──────── RECORDS FOR THIS TASK ────────

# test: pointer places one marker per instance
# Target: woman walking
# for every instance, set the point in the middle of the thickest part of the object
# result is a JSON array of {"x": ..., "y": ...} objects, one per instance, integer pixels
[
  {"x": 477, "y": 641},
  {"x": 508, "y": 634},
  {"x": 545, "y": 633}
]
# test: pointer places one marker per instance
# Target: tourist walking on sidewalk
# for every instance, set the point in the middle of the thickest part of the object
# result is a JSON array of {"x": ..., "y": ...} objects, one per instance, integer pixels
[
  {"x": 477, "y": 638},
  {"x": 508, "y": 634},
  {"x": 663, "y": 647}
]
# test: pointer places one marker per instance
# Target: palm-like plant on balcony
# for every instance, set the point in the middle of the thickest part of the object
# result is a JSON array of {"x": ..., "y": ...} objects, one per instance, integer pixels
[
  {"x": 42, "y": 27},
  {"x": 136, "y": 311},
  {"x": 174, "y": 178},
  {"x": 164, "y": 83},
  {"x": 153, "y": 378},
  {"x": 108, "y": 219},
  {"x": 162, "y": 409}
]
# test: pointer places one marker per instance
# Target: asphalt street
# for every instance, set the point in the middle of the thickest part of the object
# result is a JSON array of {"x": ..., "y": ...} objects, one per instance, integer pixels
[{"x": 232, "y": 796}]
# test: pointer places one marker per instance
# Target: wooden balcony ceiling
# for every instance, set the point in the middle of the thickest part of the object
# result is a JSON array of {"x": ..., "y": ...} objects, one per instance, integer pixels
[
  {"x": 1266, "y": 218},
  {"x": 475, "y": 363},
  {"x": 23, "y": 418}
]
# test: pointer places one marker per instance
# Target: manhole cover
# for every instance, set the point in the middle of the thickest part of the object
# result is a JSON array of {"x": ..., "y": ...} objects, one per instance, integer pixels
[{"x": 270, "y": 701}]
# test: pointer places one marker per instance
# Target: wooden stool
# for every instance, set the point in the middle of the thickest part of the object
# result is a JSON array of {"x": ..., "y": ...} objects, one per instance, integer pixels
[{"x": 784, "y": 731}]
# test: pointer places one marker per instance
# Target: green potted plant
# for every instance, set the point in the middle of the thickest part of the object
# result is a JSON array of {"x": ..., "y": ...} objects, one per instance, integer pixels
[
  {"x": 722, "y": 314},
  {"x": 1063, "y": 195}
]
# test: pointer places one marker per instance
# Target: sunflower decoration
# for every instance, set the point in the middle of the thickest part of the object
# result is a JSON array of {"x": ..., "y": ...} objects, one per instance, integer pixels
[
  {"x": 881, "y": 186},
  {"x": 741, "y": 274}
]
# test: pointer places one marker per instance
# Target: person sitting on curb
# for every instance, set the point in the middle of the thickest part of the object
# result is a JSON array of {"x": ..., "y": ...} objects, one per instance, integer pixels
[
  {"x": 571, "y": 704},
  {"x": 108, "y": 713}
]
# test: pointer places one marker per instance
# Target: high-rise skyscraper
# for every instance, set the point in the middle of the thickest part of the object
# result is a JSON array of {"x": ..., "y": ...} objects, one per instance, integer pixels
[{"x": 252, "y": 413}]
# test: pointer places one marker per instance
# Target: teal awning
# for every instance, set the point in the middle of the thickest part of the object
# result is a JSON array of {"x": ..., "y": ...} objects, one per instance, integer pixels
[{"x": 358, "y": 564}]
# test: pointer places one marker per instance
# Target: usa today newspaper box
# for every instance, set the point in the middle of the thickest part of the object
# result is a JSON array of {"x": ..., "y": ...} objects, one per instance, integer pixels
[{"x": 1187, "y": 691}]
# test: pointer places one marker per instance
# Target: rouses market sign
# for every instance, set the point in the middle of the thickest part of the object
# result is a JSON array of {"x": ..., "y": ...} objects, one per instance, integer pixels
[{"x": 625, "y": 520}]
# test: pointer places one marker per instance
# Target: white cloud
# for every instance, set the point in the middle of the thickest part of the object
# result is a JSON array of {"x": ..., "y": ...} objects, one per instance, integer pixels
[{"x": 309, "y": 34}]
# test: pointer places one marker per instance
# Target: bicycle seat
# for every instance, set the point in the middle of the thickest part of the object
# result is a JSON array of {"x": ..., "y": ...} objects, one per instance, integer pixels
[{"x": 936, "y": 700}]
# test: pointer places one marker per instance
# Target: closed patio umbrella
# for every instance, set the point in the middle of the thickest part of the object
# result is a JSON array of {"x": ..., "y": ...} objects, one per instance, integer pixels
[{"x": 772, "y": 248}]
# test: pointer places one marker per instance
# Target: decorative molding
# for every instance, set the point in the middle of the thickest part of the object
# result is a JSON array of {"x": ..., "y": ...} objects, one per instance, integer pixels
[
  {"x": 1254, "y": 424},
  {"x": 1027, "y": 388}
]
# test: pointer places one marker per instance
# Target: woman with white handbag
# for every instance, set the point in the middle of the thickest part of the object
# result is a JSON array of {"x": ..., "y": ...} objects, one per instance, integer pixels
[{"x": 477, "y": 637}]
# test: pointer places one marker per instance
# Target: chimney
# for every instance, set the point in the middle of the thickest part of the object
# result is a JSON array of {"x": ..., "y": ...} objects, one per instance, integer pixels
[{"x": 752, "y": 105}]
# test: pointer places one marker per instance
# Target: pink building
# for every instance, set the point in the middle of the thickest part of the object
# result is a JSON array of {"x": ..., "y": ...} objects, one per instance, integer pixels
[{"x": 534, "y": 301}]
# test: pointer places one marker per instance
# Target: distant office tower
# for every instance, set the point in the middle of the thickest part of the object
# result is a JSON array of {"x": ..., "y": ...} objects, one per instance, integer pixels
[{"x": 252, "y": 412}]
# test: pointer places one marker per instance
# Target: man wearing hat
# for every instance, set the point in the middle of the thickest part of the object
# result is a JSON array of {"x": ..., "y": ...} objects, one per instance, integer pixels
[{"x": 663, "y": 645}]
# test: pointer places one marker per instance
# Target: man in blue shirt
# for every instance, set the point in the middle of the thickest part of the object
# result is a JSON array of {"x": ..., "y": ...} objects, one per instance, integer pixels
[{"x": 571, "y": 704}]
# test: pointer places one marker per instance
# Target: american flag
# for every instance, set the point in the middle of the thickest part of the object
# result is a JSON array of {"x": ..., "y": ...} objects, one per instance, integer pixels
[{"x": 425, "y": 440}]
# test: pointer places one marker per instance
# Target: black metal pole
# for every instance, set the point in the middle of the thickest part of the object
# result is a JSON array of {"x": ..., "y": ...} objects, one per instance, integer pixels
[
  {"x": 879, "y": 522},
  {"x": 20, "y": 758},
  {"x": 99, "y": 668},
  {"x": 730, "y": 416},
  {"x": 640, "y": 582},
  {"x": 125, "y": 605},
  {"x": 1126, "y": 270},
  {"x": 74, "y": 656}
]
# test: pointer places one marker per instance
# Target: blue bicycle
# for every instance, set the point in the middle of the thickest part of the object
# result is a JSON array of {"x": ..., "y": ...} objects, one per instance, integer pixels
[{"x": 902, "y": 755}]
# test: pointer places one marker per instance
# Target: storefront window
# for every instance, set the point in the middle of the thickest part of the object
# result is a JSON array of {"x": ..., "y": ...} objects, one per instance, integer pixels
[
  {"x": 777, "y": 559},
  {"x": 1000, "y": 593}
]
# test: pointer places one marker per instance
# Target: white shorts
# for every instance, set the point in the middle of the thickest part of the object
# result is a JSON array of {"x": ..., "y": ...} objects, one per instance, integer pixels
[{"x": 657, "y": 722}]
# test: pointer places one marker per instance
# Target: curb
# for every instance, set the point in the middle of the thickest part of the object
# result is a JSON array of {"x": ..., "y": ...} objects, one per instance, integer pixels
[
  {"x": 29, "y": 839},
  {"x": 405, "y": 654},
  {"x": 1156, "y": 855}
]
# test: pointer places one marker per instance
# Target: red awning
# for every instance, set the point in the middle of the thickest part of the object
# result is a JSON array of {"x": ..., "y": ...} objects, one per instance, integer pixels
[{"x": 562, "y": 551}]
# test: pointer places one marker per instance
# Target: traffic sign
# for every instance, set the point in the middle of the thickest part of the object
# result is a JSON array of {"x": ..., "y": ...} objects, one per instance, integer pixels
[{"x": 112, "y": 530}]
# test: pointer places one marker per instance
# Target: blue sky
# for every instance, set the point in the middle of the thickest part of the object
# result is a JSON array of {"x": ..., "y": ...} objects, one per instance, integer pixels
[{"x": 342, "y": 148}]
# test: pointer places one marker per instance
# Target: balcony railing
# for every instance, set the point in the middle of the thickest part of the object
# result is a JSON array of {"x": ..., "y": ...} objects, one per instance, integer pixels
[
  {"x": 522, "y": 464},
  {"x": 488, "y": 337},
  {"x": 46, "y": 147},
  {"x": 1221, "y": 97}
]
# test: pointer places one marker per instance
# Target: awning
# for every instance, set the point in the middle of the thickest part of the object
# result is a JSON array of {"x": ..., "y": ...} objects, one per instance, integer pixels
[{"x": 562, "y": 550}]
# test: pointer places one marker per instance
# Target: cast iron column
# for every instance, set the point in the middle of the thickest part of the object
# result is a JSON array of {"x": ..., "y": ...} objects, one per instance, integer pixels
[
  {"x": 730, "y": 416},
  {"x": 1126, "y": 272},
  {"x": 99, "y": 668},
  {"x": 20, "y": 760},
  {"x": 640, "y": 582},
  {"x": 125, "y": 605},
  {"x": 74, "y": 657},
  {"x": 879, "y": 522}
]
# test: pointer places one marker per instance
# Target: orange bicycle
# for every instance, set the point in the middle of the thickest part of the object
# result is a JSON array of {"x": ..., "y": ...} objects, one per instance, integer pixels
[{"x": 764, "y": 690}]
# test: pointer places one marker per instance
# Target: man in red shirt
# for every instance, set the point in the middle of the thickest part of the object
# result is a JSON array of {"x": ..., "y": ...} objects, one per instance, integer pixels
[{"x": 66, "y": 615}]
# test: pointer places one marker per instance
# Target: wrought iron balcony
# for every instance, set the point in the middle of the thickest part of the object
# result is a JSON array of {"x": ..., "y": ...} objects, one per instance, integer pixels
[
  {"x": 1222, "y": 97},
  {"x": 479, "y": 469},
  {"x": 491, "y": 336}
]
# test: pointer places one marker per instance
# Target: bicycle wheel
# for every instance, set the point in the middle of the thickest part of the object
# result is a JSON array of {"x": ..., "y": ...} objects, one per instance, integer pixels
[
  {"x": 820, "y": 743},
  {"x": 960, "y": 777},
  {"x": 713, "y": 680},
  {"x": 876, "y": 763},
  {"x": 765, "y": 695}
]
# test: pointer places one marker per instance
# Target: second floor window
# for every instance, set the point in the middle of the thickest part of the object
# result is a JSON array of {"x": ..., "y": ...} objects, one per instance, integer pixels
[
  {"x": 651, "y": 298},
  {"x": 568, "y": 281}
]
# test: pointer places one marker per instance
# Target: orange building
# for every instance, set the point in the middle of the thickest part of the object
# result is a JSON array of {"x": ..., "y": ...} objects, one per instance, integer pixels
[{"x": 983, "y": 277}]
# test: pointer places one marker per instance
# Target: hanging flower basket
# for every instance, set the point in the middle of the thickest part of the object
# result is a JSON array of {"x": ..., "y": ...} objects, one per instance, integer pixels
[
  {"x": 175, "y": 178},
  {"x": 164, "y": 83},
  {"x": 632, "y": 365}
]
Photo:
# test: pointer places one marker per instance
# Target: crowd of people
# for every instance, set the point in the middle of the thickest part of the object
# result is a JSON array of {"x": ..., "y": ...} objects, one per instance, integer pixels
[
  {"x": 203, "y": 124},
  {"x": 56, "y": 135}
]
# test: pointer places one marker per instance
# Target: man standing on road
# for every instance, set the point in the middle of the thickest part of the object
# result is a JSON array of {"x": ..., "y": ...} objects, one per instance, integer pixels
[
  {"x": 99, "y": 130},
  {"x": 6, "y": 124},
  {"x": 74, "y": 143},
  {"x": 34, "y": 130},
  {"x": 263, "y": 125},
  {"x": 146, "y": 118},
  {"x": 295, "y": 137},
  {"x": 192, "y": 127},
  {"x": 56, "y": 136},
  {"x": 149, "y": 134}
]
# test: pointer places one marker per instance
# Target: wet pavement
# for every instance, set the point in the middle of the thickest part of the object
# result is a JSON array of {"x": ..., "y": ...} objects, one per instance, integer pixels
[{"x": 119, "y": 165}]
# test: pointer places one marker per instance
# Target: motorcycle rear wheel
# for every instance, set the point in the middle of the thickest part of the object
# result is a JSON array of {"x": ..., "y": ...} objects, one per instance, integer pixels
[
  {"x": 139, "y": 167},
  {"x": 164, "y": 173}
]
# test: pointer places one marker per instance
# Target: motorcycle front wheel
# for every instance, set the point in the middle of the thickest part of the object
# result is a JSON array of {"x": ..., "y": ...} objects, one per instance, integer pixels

────────

**WORK TO COMPLETE:** Collect every line of the items that contains the word "shirt", and copy each one. Case counts.

**RESPONSE BELOW:**
# Target: man in blue shirt
# Target: man in red shirt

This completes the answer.